-- Supplied passage start --

When, in 1943, Chandler walked into Billy Wilder’s office for the first time, he knew very little about the film industry and practically nothing about screenwriting. The two agreed to collaborate on a script based upon James M. Cain’s novella Double Indemnity. A year and a half later, their script was nominated for an Academy Award. Two years after that, Chandler received his second Academy Award nomination: Best Original Screenplay for The Blue Dahlia. In addition, all four of his published novels either had been or were in the process of being adapted for major studio productions. His screenplays, his fiction, and the films based upon them quickly became associated with a distinct cinematic style - a darker view of life, concentrating on human depravity and despair in a seedy, urban landscape, in a world gone bad.

Chandler did not father this cinematic style, but he contributed significantly to it and rode the crest of its popularity. Paradoxically, for someone whose literary style became synonymous to one of the most clearly defined celluloid interpretations of America at that time, Chandler’s notion of writing had little in common with Hollywood’s. He saw himself as a novelist working alone at home. Collaboration on a nine-to-five schedule in an office building disoriented him. Story conferences upset him further. In the article "Writers in Hollywood" published in The Atlantic Monthly, he wrote: “That which is born in loneliness and from the heart cannot be defended against the judgment of a committee of sychophants. The volatile essences which make the literature cannot survive the clichés of a long series of story conferences." He was also horrified at the fact that when a writer produced something, a director or a producer might change or even erase it while the film was being shot. Chandler made a number of attempts to adapt to the Hollywood system, largely because he was making more money at screenwriting than he could hope for anywhere else. Unhappy with the constraints of adapting novels to the screen, he turned to writing original screenplays. Uncomfortable with the intrusions upon privacy that collaboration and an office schedule entailed, in 1947 he signed an amazing deal with Universal-International that not only allowed him to write an original screenplay at home, bit also guaranteed no studio interference. The script, Playback, was never produced, and it marked the end of his involvement with Hollywood. (Playback later provided the basis and the title for his final novel.)

-- Supplied passage end --
-- Data shown start --

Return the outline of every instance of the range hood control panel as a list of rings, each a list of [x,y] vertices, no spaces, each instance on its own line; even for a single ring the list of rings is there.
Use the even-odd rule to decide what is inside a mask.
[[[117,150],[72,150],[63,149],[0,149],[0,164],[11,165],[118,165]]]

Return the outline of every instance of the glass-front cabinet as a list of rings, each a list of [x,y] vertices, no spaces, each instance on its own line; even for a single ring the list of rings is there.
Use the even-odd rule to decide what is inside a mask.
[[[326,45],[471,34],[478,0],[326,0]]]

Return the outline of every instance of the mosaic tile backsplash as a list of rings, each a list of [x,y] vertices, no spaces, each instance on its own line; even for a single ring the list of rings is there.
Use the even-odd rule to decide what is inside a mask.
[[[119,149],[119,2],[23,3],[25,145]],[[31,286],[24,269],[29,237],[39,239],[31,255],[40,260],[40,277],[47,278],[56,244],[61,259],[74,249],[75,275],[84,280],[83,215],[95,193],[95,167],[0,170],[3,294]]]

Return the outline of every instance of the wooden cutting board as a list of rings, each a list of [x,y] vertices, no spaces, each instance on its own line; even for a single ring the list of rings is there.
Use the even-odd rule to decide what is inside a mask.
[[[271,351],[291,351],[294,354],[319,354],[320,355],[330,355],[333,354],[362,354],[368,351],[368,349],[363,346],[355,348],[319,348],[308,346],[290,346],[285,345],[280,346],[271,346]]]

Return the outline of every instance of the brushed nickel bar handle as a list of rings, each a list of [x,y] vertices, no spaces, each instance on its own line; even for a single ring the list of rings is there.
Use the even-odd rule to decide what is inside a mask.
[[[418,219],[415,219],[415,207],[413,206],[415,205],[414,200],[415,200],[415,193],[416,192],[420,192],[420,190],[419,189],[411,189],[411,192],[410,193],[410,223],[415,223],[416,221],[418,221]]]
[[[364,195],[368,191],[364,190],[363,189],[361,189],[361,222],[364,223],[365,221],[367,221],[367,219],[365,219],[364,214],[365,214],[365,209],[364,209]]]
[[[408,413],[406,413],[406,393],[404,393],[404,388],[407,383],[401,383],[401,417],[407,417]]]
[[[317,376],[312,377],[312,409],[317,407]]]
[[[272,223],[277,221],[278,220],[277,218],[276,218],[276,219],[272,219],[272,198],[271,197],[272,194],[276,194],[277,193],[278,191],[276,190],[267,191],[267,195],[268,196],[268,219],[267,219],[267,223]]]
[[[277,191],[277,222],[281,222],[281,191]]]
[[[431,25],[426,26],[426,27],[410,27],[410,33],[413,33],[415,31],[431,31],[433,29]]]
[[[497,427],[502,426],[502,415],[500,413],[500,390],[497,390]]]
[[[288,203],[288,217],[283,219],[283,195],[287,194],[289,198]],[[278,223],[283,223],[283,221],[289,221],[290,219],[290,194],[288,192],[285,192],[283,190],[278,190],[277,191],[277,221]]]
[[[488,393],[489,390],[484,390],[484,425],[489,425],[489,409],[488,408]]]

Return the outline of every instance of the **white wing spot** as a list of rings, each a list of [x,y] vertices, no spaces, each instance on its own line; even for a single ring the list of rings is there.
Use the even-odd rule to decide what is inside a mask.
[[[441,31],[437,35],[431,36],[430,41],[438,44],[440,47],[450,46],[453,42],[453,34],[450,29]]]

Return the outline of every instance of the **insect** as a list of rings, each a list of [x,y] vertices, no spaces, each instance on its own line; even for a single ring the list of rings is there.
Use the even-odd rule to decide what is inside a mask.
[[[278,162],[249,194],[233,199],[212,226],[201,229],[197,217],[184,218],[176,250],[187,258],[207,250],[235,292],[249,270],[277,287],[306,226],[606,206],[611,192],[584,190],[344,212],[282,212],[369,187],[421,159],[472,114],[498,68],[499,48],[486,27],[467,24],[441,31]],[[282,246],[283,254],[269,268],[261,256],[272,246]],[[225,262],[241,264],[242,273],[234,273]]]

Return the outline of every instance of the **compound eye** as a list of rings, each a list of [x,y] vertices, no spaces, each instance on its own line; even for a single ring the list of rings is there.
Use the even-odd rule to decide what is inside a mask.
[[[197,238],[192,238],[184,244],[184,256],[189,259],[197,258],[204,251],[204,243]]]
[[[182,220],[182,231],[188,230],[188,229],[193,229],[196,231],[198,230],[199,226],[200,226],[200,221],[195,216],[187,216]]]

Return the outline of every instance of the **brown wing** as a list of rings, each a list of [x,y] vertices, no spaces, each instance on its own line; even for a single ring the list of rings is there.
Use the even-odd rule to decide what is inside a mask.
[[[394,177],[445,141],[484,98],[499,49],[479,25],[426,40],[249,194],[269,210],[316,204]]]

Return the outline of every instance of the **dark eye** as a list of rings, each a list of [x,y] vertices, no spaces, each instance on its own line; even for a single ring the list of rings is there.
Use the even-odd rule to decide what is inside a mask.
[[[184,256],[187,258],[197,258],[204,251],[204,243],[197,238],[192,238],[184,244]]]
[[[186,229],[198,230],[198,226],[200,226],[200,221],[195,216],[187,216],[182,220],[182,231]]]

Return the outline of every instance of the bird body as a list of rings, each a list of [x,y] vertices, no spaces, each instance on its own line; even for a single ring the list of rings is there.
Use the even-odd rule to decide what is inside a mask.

-- Data shown end --

**Stated problem**
Please decide whether each statement agrees with the passage on Chandler in Hollywood, answering yes or no and quoting the deciding words from it: (a) The script Chandler wrote with Wilder was based on a novella by James M. Cain. (b) Chandler enjoyed story conferences. (c) The Playback script was made into a film.

**Final answer**
(a) Yes: "The two agreed to collaborate on a script based upon James M. Cain’s novella Double Indemnity."
(b) No: "Story conferences upset him further."
(c) No: "The script, Playback, was never produced"